### Assignment
Please restate all of the records word for word, setting the pictures aside.
# # # # # # #
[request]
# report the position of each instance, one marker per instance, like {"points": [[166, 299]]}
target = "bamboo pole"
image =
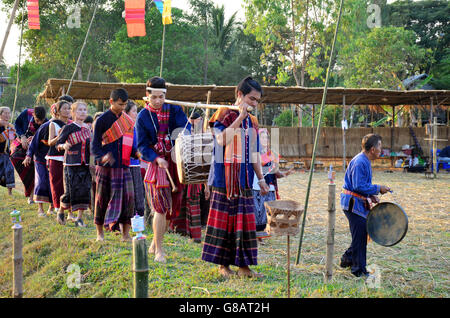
{"points": [[200, 105], [289, 265], [316, 141], [140, 268], [17, 261], [331, 227], [208, 101], [8, 28], [344, 163], [162, 50]]}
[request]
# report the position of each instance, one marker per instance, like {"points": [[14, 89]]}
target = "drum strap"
{"points": [[367, 201]]}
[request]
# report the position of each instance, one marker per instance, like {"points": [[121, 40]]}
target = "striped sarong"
{"points": [[42, 191], [231, 230], [26, 174], [114, 201], [6, 172], [188, 221], [56, 176], [260, 209], [77, 188], [139, 191], [122, 127]]}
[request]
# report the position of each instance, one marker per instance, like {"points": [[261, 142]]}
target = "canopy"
# # # # # # #
### Response box
[request]
# report the position of each instance, one marker per instance, like {"points": [[166, 299]]}
target = "bamboo pole"
image =
{"points": [[200, 105], [289, 265], [316, 141], [140, 268], [17, 261], [331, 227], [208, 101], [8, 28], [344, 163], [162, 50]]}
[request]
# report the position of each instance, one marker per instance, like {"points": [[14, 89]]}
target = "drum strap"
{"points": [[367, 201]]}
[request]
# report the position of each instance, one marker per instance, like {"points": [[121, 40]]}
target = "striped sarong"
{"points": [[42, 191], [231, 230], [26, 174], [114, 201], [6, 172], [188, 221], [56, 176], [260, 209], [77, 188], [139, 191], [122, 127]]}
[request]
# report the position of each instance, one marker per instance, like {"points": [[261, 142]]}
target = "canopy"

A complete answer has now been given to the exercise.